DATA PROVIDED Block Start

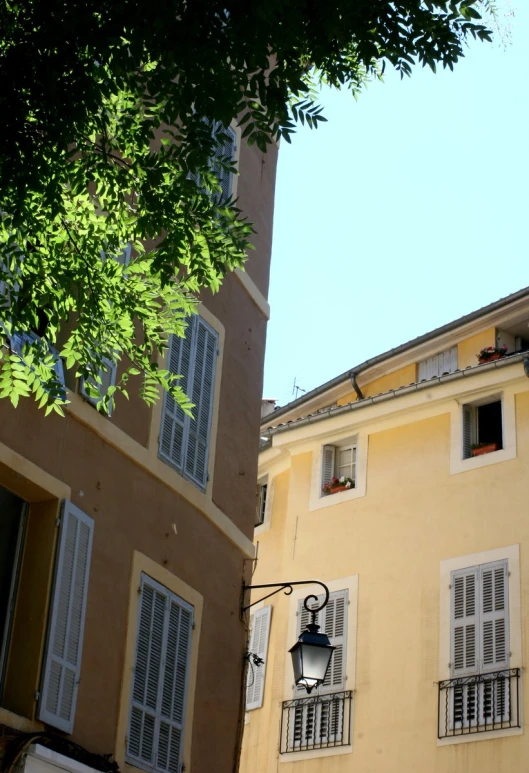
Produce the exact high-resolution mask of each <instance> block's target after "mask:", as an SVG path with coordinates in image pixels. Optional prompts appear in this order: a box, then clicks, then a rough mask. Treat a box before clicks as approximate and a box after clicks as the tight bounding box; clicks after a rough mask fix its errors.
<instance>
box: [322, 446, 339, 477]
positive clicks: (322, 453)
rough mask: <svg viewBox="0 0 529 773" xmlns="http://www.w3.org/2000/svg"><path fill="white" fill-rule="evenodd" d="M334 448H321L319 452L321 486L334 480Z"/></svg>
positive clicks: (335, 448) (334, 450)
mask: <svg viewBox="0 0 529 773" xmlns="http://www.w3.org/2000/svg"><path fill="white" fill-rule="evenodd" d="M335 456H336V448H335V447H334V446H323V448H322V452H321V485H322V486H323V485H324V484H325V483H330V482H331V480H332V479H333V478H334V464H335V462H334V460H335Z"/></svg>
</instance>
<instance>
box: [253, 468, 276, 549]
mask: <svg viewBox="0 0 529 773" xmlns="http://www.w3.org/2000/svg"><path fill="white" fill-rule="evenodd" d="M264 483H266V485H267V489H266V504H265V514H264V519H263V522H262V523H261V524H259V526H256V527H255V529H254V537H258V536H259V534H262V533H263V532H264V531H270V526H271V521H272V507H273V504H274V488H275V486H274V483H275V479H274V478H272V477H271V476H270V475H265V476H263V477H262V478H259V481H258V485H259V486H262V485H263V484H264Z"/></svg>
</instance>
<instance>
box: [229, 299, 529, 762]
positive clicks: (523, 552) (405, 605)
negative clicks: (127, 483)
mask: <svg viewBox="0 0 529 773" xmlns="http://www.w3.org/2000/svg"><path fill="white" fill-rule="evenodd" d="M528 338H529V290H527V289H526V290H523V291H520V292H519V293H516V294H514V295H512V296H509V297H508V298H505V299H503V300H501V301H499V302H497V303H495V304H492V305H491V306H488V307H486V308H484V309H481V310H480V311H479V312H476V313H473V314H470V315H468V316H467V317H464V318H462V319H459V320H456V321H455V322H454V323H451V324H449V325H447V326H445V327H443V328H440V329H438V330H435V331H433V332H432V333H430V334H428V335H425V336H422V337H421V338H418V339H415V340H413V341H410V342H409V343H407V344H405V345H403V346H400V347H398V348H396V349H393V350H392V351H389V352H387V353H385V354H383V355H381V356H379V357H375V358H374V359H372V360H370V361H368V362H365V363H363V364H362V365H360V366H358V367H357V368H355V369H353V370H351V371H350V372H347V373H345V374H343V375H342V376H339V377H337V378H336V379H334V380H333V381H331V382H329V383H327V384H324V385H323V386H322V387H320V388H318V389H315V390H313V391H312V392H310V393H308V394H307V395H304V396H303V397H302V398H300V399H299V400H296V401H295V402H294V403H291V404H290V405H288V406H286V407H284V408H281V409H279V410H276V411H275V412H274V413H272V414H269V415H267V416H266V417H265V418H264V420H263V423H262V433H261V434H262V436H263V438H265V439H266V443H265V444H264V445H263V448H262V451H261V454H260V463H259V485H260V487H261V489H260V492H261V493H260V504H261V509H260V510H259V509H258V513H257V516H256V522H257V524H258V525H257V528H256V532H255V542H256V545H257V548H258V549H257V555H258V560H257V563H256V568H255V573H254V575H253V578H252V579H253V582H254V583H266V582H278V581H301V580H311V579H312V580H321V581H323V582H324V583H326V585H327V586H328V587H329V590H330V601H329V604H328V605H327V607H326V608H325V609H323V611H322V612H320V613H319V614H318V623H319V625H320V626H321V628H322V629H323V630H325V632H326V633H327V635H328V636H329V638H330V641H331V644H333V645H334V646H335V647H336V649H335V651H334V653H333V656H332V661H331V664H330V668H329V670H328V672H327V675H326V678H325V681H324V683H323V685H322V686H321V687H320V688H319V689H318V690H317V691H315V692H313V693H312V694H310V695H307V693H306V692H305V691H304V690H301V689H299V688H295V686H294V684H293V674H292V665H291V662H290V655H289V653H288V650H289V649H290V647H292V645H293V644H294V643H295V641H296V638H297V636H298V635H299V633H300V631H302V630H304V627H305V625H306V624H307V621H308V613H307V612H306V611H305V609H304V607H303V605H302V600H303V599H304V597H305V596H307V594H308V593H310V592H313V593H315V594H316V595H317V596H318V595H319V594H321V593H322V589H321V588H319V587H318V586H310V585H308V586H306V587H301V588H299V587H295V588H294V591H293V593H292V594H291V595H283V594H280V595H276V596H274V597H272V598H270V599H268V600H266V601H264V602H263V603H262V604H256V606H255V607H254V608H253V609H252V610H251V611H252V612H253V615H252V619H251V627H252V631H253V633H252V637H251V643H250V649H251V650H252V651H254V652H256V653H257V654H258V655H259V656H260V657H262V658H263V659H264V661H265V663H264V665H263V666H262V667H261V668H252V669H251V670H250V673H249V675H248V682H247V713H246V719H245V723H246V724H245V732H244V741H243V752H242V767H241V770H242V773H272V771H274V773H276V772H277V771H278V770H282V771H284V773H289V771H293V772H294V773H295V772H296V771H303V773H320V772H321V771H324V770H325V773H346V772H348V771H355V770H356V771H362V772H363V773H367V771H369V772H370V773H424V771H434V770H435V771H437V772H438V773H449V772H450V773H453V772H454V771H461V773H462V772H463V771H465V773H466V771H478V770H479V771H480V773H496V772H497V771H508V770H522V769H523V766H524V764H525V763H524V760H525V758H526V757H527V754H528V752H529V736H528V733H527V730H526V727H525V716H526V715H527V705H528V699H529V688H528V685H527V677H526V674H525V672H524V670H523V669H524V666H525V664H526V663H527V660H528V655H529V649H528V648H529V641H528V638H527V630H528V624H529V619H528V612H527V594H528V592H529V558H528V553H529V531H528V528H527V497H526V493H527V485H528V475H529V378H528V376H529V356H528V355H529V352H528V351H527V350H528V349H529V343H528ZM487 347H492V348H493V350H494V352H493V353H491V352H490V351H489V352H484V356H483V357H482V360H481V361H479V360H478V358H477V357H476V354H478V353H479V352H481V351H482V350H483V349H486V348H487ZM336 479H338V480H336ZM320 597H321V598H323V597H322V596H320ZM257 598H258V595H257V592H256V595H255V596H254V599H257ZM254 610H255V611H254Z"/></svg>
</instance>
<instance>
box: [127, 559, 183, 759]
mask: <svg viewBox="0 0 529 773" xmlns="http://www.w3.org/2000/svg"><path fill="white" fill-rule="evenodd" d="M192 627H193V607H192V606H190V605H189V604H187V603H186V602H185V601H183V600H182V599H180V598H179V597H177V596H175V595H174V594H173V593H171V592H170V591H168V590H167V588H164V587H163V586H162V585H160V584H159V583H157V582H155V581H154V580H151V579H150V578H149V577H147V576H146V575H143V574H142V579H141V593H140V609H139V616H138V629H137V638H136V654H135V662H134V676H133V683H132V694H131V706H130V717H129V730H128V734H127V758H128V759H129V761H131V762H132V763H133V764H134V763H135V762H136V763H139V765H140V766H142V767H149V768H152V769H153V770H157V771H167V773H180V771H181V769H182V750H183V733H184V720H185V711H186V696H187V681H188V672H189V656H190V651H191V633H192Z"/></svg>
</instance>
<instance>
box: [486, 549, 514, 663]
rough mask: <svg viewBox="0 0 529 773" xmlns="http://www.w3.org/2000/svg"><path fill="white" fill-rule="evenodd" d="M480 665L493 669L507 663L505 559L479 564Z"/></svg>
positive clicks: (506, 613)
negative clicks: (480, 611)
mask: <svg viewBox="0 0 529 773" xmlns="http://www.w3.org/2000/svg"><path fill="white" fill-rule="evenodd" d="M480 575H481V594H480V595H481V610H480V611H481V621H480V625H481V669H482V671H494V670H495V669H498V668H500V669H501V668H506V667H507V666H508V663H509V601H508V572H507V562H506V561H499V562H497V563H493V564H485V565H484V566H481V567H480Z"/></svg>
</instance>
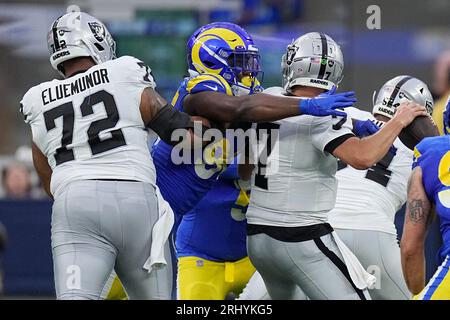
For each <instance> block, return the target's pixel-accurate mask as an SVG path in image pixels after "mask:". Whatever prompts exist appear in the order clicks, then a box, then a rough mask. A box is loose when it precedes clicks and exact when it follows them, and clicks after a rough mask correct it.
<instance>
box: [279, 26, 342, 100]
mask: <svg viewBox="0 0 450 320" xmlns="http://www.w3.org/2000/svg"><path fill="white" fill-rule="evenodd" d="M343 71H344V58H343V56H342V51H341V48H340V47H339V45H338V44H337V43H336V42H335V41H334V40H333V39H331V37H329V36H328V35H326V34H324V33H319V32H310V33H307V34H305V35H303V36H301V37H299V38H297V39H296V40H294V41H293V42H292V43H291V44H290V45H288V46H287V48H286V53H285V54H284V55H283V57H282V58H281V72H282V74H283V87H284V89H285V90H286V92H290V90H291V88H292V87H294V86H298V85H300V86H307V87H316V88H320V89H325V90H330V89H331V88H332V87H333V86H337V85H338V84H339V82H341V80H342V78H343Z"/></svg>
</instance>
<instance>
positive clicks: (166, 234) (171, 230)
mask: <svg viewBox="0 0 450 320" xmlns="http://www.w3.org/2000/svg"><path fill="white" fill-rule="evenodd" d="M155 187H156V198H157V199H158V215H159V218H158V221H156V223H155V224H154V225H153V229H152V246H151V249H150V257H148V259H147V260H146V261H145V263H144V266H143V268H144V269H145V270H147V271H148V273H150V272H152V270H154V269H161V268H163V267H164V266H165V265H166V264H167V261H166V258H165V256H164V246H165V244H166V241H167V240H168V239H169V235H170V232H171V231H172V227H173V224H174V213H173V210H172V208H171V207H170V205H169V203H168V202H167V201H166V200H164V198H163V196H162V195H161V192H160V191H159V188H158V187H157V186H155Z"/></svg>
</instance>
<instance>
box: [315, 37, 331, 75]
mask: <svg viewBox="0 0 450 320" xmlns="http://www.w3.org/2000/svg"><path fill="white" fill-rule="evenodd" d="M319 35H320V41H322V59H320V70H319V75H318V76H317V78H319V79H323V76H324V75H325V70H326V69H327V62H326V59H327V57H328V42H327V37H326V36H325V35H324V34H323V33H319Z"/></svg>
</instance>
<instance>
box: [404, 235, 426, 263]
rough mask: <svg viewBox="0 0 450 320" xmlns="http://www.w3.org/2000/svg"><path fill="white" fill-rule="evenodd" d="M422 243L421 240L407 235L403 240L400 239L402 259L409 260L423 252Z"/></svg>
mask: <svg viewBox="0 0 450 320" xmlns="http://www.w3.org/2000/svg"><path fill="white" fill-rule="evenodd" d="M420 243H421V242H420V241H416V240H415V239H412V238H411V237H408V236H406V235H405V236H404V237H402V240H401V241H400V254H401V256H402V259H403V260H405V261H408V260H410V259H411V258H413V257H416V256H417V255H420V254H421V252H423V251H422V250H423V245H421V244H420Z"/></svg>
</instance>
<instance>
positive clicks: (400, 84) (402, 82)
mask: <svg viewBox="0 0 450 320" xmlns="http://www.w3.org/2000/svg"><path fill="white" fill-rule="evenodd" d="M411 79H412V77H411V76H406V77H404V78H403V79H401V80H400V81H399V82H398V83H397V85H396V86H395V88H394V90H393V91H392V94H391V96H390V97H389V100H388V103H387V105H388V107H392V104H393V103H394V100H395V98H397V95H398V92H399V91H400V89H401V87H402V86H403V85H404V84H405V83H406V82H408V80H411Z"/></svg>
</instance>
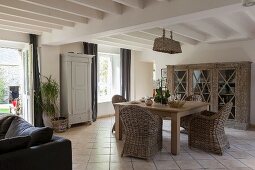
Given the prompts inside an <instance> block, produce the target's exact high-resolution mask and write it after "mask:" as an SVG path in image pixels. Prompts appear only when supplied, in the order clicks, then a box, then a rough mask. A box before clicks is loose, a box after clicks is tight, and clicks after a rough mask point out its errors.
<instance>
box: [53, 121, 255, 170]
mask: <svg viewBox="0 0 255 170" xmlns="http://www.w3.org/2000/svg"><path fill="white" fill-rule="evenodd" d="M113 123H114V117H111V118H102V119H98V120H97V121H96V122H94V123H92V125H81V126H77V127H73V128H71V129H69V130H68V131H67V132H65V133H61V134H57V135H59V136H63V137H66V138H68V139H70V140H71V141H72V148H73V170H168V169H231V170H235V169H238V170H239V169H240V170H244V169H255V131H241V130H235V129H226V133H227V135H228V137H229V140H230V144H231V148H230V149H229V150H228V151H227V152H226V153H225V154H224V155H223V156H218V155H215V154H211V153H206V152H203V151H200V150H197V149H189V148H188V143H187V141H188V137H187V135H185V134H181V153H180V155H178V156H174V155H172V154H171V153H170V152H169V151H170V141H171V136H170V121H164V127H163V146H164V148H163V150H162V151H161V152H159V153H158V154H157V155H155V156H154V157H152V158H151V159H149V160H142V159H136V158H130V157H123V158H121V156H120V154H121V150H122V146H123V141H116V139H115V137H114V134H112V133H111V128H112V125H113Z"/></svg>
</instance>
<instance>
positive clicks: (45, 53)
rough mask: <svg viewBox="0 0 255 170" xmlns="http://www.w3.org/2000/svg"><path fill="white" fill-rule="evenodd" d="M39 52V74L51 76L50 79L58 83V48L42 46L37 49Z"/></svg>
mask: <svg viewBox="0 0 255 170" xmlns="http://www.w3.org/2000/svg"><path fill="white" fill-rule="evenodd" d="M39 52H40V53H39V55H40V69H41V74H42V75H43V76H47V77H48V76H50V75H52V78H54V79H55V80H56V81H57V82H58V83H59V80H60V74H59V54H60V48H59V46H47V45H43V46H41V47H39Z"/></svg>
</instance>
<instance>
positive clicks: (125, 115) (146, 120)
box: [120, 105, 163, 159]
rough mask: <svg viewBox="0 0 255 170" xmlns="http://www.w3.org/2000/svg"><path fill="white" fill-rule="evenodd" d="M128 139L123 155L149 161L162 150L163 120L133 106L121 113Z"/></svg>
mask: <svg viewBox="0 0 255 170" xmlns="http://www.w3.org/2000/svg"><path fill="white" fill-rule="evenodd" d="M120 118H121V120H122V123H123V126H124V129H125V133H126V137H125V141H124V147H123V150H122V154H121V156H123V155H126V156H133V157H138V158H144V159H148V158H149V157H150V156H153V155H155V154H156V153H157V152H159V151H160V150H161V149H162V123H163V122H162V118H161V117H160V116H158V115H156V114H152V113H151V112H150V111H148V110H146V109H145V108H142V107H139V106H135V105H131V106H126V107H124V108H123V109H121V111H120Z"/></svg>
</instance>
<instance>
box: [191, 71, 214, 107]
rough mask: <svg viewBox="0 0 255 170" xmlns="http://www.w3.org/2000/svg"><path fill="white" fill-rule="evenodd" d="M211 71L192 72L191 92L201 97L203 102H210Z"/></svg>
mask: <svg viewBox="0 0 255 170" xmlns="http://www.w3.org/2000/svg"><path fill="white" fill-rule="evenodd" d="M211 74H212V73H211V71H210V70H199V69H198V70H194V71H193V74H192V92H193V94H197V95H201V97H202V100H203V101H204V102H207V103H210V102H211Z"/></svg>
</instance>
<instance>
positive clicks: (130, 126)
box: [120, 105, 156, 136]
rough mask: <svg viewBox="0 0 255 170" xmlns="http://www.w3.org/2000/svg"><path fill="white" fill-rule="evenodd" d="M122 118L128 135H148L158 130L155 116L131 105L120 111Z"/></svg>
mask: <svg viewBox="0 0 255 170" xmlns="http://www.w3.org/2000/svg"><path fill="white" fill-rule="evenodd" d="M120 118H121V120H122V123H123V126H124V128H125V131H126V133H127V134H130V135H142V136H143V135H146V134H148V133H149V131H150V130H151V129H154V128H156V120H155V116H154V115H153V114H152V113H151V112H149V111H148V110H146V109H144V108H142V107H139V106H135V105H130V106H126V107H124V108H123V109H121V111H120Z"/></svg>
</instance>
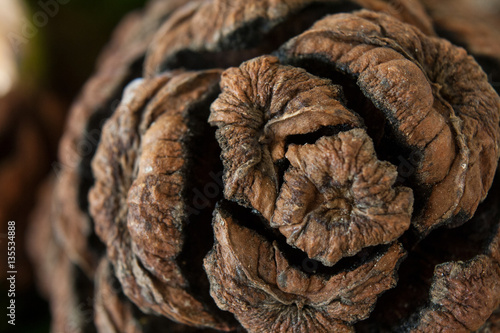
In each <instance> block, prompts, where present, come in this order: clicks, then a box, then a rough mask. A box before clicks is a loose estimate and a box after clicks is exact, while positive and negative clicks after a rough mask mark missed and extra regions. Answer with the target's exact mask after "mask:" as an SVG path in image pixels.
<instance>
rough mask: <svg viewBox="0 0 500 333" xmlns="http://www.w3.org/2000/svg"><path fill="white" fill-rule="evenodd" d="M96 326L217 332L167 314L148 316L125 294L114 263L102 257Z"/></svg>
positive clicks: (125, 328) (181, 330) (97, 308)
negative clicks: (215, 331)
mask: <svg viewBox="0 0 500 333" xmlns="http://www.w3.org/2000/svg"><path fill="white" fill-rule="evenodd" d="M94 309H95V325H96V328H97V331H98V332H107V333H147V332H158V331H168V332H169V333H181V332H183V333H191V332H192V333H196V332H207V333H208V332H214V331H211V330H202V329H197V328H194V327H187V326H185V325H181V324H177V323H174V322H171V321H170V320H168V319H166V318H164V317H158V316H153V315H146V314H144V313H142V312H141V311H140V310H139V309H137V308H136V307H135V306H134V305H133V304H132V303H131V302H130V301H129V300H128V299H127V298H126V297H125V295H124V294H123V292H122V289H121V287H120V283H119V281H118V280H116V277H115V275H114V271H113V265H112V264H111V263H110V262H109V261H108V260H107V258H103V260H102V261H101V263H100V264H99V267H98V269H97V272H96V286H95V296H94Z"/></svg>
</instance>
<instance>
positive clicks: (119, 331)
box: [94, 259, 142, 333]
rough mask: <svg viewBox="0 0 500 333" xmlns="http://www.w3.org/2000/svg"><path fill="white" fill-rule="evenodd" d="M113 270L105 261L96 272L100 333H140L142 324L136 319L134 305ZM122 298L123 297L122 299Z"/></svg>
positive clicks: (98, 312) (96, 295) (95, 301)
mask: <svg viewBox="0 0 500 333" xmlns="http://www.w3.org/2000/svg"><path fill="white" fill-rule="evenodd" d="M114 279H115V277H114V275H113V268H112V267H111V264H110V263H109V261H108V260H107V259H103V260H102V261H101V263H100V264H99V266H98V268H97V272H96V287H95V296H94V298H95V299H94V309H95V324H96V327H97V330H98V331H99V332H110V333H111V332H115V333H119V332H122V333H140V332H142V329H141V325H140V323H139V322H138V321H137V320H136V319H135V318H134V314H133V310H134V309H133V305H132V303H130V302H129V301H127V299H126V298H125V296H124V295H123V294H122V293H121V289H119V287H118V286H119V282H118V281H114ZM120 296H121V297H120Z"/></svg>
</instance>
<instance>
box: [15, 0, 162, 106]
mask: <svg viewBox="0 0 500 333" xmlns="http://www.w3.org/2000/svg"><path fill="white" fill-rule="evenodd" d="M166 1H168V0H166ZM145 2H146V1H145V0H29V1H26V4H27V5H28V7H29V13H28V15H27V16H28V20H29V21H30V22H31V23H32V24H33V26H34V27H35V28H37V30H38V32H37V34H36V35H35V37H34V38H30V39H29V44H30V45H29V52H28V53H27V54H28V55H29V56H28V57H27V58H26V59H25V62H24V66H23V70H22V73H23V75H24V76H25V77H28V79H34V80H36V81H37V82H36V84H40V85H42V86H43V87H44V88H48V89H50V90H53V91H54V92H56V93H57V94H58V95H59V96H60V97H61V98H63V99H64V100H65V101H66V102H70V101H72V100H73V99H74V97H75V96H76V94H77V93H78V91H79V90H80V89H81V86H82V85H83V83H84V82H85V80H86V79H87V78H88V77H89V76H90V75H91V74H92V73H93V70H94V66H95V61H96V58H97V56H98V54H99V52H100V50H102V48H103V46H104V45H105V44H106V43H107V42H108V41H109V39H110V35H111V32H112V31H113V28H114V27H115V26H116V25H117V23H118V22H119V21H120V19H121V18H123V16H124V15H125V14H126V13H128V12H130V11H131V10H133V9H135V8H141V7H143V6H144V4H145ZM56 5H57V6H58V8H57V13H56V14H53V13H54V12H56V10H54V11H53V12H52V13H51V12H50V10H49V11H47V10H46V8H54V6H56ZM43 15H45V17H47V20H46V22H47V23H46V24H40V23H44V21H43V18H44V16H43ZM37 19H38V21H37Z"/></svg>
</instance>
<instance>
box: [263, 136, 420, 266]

DATA PROVIDED Block End

### INSTRUCTIONS FOR THE TASK
Would you copy, exactly, each line from the start of the listing above through the line with "448H321L319 452L321 486L334", both ends included, but none of the pictures?

### TASK RESPONSE
Produce the exact high-resolution mask of each <instance> block's target after "mask:", as an SVG path with coordinates in image pixels. Optional prompts appear in this order: a box, then clicks, then a rough mask. Treat a box before clicks as approximate and a box after clicks as the tight bounding box; clicks after a rough mask fix its errors.
<instance>
box: [322, 446, 339, 477]
positive clicks: (322, 453)
rough mask: <svg viewBox="0 0 529 773" xmlns="http://www.w3.org/2000/svg"><path fill="white" fill-rule="evenodd" d="M334 448H321L319 452L321 486L334 480Z"/></svg>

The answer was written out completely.